→ Assignment
Output all the records word for word. Drop the pictures.

***

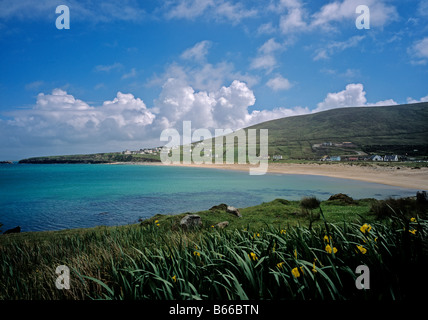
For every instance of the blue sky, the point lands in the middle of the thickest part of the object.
(127, 70)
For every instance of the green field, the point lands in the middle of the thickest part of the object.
(399, 129)
(272, 252)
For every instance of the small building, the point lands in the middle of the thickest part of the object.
(376, 158)
(334, 158)
(391, 158)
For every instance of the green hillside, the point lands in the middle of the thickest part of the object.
(398, 129)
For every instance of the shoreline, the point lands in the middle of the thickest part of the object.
(403, 177)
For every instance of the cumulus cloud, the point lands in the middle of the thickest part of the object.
(60, 118)
(353, 96)
(59, 121)
(423, 99)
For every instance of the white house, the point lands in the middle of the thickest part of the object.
(391, 158)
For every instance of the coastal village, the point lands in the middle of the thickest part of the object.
(346, 155)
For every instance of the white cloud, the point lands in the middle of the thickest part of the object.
(423, 99)
(130, 74)
(108, 68)
(279, 83)
(267, 62)
(198, 52)
(35, 85)
(270, 46)
(352, 96)
(266, 28)
(203, 76)
(59, 118)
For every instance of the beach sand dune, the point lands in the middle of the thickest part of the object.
(404, 177)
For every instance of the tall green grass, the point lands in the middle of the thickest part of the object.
(155, 262)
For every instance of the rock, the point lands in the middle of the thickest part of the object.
(222, 225)
(220, 207)
(342, 198)
(191, 221)
(13, 230)
(234, 211)
(422, 197)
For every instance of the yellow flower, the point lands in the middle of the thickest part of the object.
(295, 272)
(362, 249)
(329, 249)
(365, 228)
(253, 256)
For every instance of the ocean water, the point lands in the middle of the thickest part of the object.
(63, 196)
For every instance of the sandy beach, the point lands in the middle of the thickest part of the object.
(403, 177)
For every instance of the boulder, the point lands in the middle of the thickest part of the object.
(220, 207)
(191, 221)
(13, 230)
(343, 198)
(233, 211)
(222, 225)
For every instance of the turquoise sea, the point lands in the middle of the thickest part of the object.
(63, 196)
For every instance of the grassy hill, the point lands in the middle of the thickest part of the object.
(270, 253)
(390, 129)
(399, 129)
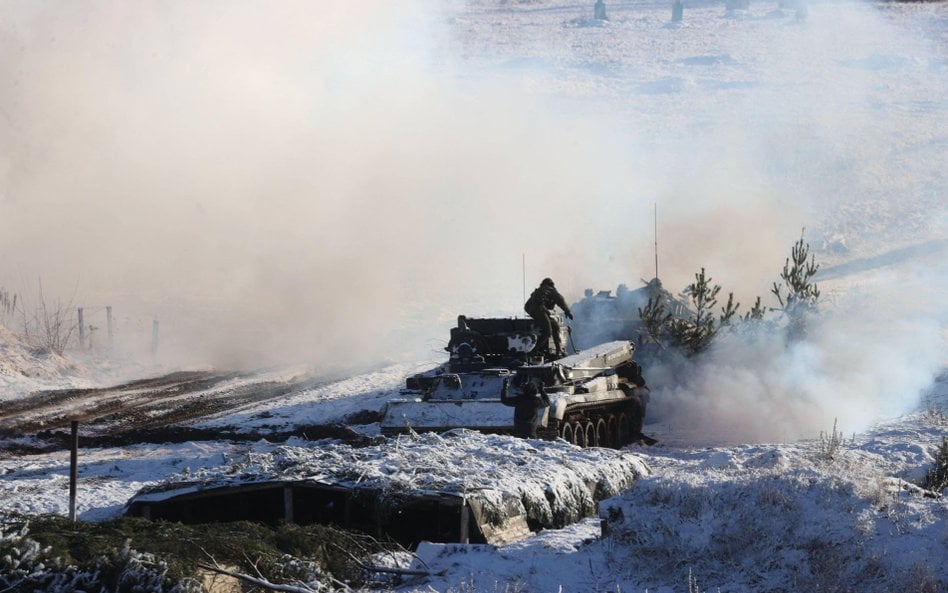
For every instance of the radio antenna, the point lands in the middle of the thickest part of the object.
(656, 239)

***

→ Result of this task
For every instance of the blue sky, the point lands in the middle of the thickest part of the object.
(127, 70)
For every instance of the green field, the point lands in the middle of the thickest part of the object.
(399, 129)
(272, 252)
For every instance of the small building, the point lands in the middle of the thickest part of the object.
(376, 158)
(334, 158)
(391, 158)
For every instance of the green hillside, the point lands in the middle of the thickest part of the object.
(398, 129)
For every instance of the shoreline, the point lands in the middle of the thickest part of the object.
(403, 177)
For every instance of the cumulus cloud, the point lands in the middle of the thickest part of the object.
(60, 118)
(353, 96)
(59, 121)
(423, 99)
For every instance of the white house, the point lands in the middle of the thickest part of the object.
(391, 158)
For every instance of the coastal village, the point lands in the middle of the thickest part of the object.
(346, 155)
For every instance of the white cloud, the point lands in the middle of the thickest part of the object.
(423, 99)
(130, 74)
(108, 68)
(279, 83)
(267, 62)
(198, 52)
(35, 85)
(270, 46)
(352, 96)
(266, 28)
(203, 76)
(59, 118)
For every instance of the beach sand dune, the point lands in the middle of the thickest part of the object.
(404, 177)
For every instance of the tall green grass, the point lands in the middle of the thickest part of the object.
(155, 262)
For every instance of the rock, the point lands in the middle of the thickest part of the object.
(222, 225)
(220, 207)
(342, 198)
(191, 221)
(13, 230)
(234, 211)
(422, 197)
For every instance of the yellow flower, the point lands in the middle of the thickest part of the object.
(295, 272)
(362, 249)
(329, 249)
(365, 228)
(253, 256)
For every instance of the ocean water, the point lands in the middle of the thickest part of the object.
(63, 196)
For every instance of the sandy beach, the point lands in the middle of the thickest part of the object.
(403, 177)
For every instance of the boulder, the point lands in the middle of the thickest part of the object.
(220, 207)
(191, 221)
(13, 230)
(343, 198)
(233, 211)
(222, 225)
For every instance of the turquoise sea, the point lands in the middle of the thickest part of the object.
(63, 196)
For every instance of the grassy hill, the point lands in the middle of the thickest part of the object.
(270, 253)
(390, 129)
(399, 129)
For every instance of the radio antenna, the point lands in the middle of the thickest part of the object.
(656, 239)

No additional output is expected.